Items listed in a dataset
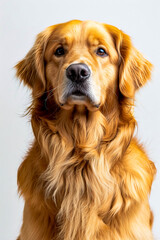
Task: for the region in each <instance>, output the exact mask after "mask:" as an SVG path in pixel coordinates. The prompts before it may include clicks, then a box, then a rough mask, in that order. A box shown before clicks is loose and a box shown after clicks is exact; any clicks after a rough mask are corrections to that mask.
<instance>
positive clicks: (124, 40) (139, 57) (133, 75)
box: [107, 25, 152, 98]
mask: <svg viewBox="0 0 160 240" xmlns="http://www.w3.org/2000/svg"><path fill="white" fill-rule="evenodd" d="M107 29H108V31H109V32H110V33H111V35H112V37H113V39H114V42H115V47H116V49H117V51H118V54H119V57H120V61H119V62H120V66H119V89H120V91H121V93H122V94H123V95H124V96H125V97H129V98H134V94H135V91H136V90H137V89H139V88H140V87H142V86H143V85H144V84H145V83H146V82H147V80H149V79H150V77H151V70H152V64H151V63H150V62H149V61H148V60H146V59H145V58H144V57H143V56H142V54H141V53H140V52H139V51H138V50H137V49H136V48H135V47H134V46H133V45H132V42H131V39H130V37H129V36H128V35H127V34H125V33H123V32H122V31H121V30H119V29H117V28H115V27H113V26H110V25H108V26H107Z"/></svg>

---

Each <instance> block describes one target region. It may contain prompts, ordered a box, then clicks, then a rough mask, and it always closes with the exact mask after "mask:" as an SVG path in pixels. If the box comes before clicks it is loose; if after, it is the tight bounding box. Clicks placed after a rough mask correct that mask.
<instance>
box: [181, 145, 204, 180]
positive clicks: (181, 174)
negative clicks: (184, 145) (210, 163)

• [WORK TO BE COMPLETED]: Please return all lines above in which the string "positive" is found.

• [FINAL ANSWER]:
positive clicks: (124, 40) (139, 57) (133, 75)
positive clicks: (181, 174)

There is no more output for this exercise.